__What this task involves__: Check every line below for the word "peak" and give only the number of lines where it appears.

(Data for review begins)

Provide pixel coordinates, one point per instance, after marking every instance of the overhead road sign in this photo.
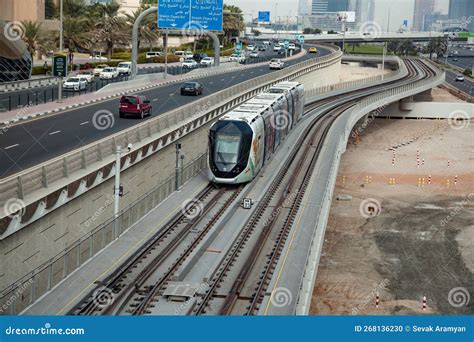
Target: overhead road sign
(264, 17)
(200, 15)
(346, 17)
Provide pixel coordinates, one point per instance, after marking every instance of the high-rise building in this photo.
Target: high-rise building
(423, 8)
(462, 10)
(364, 11)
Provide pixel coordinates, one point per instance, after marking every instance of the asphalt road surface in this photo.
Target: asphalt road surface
(30, 143)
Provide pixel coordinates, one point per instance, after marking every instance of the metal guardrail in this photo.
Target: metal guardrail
(351, 117)
(97, 155)
(27, 289)
(35, 82)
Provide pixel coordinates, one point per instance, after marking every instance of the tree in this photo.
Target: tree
(233, 21)
(110, 29)
(34, 36)
(148, 28)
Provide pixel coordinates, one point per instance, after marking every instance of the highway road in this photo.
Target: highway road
(34, 96)
(466, 86)
(30, 143)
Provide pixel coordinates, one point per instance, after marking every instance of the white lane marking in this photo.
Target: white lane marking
(11, 146)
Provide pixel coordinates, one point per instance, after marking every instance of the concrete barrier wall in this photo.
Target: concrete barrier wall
(431, 110)
(28, 250)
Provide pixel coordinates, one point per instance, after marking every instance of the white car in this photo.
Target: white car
(189, 64)
(108, 73)
(98, 69)
(124, 68)
(87, 74)
(236, 58)
(75, 84)
(276, 64)
(207, 61)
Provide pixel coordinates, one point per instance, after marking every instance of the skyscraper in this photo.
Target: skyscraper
(462, 9)
(364, 11)
(422, 9)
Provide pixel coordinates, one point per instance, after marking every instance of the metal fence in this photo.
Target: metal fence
(44, 175)
(26, 290)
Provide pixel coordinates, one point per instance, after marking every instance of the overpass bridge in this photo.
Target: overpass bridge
(69, 187)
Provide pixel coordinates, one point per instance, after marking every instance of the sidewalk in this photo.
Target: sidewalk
(118, 89)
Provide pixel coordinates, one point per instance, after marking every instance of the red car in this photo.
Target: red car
(137, 105)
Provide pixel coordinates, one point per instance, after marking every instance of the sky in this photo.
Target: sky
(399, 9)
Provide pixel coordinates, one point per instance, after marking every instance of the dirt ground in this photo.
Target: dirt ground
(408, 231)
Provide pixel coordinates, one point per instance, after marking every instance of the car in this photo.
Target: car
(124, 68)
(198, 57)
(87, 74)
(98, 69)
(108, 73)
(153, 54)
(207, 61)
(193, 88)
(189, 64)
(237, 58)
(276, 63)
(75, 83)
(136, 105)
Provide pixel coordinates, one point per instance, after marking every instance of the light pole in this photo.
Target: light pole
(60, 83)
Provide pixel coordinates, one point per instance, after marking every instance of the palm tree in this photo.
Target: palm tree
(148, 29)
(111, 29)
(34, 36)
(233, 21)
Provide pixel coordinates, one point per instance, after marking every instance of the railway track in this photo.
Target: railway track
(130, 289)
(239, 282)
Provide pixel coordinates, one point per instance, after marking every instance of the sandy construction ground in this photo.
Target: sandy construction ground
(408, 231)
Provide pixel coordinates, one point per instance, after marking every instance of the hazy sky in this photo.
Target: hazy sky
(399, 9)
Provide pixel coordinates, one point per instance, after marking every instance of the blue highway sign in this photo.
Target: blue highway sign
(205, 15)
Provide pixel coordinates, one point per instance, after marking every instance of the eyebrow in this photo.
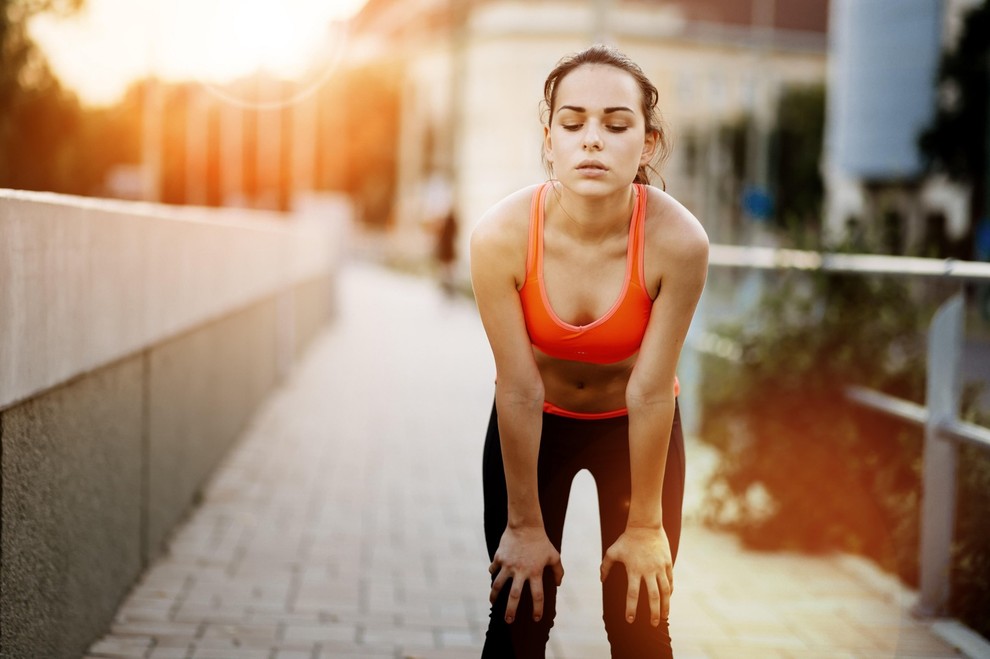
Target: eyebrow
(610, 110)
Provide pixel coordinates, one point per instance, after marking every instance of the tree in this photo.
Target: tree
(956, 141)
(38, 117)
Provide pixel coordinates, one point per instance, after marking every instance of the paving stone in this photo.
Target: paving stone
(347, 522)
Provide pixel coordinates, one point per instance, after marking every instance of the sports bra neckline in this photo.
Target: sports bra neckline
(635, 224)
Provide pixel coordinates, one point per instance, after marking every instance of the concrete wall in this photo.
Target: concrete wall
(135, 342)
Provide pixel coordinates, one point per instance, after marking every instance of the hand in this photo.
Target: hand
(646, 554)
(522, 555)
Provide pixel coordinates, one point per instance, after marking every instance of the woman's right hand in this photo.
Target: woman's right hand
(523, 553)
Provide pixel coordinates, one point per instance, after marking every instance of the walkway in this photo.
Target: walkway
(347, 523)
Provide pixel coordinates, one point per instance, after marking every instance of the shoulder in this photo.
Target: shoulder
(673, 231)
(505, 226)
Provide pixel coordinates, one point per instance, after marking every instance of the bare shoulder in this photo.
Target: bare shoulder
(499, 239)
(673, 231)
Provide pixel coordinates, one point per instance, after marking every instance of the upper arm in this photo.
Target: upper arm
(683, 253)
(498, 256)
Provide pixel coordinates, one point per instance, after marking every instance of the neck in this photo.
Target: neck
(593, 219)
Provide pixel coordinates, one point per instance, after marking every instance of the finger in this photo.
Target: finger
(515, 593)
(498, 584)
(606, 566)
(653, 590)
(632, 597)
(665, 590)
(536, 591)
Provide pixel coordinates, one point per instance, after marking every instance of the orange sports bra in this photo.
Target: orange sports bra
(615, 336)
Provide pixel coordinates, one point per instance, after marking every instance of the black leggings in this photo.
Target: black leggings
(566, 447)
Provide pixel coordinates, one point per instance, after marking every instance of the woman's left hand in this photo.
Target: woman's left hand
(646, 554)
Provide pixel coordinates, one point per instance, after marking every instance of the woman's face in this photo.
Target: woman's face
(597, 138)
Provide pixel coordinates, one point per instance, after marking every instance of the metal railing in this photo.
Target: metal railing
(944, 430)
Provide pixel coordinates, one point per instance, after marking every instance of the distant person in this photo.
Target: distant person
(446, 252)
(586, 285)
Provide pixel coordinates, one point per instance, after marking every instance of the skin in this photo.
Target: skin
(598, 117)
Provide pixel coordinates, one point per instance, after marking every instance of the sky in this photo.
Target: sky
(110, 43)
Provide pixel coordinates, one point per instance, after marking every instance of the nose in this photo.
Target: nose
(592, 136)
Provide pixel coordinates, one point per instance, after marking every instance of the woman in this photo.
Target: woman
(586, 286)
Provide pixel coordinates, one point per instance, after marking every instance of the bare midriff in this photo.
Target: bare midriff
(584, 388)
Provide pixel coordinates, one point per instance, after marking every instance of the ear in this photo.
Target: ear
(650, 147)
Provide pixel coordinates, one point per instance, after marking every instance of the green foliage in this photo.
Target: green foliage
(796, 148)
(44, 134)
(797, 143)
(956, 141)
(802, 467)
(830, 475)
(970, 591)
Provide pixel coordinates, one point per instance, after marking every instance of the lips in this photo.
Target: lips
(592, 165)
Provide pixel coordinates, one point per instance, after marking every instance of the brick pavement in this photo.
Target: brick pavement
(347, 523)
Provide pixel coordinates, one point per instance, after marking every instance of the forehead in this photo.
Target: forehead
(599, 85)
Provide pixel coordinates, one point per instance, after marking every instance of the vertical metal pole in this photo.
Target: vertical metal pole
(938, 502)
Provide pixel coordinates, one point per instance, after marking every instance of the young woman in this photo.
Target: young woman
(586, 286)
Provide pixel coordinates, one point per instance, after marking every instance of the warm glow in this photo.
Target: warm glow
(112, 42)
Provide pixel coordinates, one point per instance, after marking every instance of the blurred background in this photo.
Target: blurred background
(858, 126)
(409, 108)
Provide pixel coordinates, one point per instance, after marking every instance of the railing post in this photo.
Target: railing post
(938, 502)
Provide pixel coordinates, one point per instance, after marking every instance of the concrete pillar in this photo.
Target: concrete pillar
(232, 154)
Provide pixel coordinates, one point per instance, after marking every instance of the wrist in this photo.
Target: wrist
(525, 521)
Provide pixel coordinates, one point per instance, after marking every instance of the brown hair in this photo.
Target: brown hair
(607, 55)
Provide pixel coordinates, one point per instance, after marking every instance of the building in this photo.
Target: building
(470, 128)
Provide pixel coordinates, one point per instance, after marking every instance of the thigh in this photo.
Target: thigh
(556, 469)
(610, 466)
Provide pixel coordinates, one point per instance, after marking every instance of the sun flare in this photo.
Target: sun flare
(113, 42)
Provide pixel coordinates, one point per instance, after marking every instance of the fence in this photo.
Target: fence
(943, 428)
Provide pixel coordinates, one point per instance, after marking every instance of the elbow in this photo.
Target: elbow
(648, 395)
(522, 392)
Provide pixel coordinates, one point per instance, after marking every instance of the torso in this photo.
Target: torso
(599, 287)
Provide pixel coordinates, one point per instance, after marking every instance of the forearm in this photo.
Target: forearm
(520, 422)
(650, 424)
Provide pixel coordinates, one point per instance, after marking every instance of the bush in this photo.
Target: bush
(802, 467)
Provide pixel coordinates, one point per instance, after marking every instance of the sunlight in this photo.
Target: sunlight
(114, 42)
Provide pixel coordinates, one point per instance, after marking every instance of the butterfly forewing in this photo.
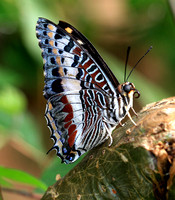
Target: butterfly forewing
(79, 87)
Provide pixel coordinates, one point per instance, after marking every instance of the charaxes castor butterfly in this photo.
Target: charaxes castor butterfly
(85, 101)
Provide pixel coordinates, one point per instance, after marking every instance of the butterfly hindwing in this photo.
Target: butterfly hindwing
(77, 88)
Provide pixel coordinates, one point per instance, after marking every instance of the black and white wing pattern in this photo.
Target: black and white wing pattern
(83, 104)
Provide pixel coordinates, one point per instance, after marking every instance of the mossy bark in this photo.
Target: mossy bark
(140, 164)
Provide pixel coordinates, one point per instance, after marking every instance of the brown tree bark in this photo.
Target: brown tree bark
(140, 164)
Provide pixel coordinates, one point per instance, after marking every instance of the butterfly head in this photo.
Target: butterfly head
(128, 89)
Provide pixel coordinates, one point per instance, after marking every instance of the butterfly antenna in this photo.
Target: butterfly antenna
(126, 63)
(138, 62)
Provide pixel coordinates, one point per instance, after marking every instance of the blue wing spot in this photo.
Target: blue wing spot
(56, 86)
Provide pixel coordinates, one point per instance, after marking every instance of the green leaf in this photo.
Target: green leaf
(21, 177)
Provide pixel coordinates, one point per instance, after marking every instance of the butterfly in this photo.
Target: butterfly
(85, 101)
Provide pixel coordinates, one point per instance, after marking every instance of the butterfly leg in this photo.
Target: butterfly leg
(131, 119)
(134, 111)
(110, 136)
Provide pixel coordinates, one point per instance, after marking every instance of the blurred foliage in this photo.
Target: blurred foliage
(7, 175)
(21, 103)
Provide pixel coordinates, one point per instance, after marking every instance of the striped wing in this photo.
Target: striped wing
(79, 87)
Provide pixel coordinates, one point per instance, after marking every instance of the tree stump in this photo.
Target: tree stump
(140, 164)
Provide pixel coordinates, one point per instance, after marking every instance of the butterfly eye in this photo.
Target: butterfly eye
(127, 88)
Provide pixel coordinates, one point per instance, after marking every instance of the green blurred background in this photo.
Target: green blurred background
(112, 26)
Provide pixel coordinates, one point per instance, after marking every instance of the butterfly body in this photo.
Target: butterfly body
(85, 101)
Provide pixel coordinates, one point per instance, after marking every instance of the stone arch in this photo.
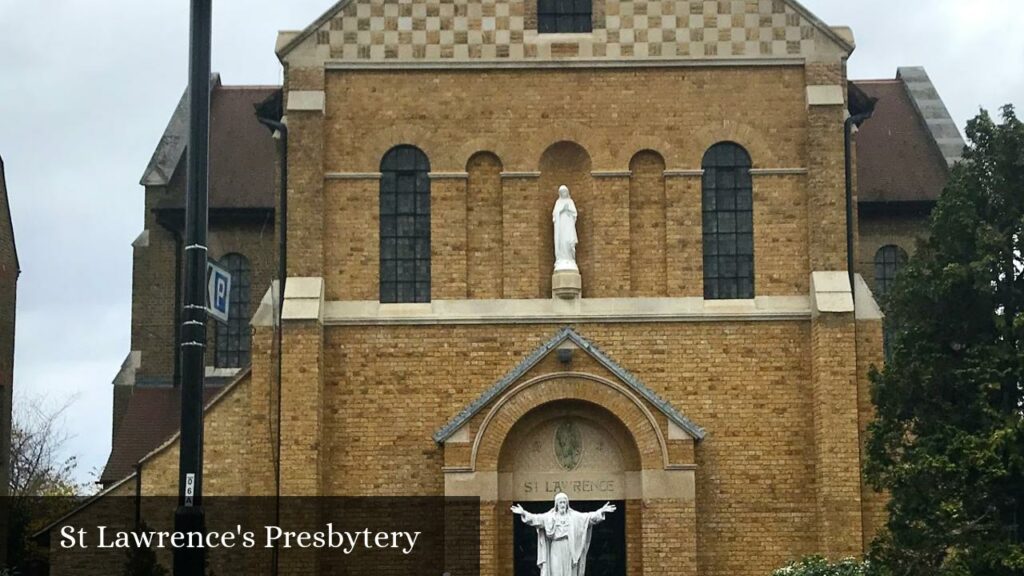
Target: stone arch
(644, 142)
(647, 224)
(612, 397)
(565, 162)
(393, 136)
(484, 270)
(753, 140)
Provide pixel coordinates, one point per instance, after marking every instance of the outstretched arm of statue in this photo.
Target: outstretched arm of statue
(526, 517)
(598, 516)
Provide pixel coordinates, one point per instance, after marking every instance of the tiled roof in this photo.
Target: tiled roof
(154, 415)
(898, 158)
(243, 156)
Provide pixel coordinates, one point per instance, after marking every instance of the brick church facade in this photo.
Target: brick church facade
(713, 370)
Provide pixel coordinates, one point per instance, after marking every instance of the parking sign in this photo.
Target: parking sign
(218, 290)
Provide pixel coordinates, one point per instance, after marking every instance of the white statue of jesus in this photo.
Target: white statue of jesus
(563, 536)
(564, 216)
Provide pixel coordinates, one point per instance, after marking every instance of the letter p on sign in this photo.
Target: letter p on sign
(218, 291)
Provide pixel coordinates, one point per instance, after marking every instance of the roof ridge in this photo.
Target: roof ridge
(567, 333)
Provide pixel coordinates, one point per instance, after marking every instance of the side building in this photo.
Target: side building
(903, 158)
(243, 168)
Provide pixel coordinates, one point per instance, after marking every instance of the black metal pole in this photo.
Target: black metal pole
(281, 129)
(189, 516)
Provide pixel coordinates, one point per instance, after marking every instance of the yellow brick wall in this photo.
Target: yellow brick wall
(387, 389)
(544, 128)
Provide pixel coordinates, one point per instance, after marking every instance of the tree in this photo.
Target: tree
(42, 485)
(947, 443)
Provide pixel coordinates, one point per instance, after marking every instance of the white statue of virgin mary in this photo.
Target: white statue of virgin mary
(564, 216)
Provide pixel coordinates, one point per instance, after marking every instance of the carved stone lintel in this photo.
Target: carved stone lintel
(566, 284)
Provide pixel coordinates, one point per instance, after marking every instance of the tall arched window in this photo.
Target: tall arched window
(888, 260)
(727, 205)
(404, 232)
(232, 346)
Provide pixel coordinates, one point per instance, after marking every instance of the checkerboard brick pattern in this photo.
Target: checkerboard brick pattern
(488, 30)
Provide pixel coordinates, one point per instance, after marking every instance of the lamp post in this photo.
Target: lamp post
(189, 516)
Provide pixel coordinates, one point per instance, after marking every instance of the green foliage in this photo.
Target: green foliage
(817, 566)
(947, 444)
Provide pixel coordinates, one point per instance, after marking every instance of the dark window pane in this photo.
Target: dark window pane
(744, 244)
(388, 227)
(711, 268)
(744, 221)
(727, 244)
(422, 228)
(711, 244)
(404, 264)
(423, 248)
(406, 248)
(423, 204)
(726, 199)
(728, 222)
(407, 225)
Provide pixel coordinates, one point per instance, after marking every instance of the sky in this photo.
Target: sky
(87, 87)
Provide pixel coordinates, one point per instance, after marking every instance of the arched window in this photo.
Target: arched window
(888, 260)
(232, 350)
(727, 205)
(564, 15)
(404, 233)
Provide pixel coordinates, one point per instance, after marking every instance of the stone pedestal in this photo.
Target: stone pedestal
(566, 284)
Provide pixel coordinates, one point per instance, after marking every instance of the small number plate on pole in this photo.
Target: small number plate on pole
(189, 489)
(218, 291)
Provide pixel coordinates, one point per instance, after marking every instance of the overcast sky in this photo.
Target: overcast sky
(87, 87)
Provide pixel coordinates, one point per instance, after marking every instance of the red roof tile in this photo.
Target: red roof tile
(897, 158)
(154, 415)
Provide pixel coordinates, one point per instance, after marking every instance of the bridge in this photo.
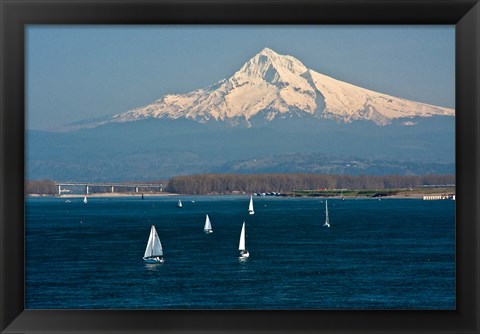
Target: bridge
(62, 186)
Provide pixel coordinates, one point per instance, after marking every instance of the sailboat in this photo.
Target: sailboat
(154, 251)
(327, 221)
(250, 206)
(208, 226)
(241, 245)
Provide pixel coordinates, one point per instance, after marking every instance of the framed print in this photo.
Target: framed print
(240, 166)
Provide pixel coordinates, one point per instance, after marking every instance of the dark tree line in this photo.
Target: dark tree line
(41, 187)
(250, 183)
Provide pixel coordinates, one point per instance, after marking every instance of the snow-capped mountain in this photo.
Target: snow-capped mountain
(272, 86)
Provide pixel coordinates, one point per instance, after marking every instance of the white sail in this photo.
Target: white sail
(154, 246)
(208, 225)
(327, 221)
(241, 244)
(250, 206)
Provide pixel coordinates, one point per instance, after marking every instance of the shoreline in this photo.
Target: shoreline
(105, 195)
(115, 195)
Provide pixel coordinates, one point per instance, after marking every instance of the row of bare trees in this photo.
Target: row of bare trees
(227, 183)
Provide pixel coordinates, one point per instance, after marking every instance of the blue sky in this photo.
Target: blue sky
(80, 72)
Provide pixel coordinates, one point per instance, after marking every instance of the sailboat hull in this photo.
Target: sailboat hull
(154, 260)
(244, 255)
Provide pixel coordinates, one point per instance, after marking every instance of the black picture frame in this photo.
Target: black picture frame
(15, 14)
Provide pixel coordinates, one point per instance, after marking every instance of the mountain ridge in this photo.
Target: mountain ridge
(274, 86)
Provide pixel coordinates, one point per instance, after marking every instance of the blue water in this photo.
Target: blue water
(388, 254)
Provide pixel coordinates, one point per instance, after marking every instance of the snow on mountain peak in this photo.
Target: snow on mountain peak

(Data for review ends)

__Solved problem__: 2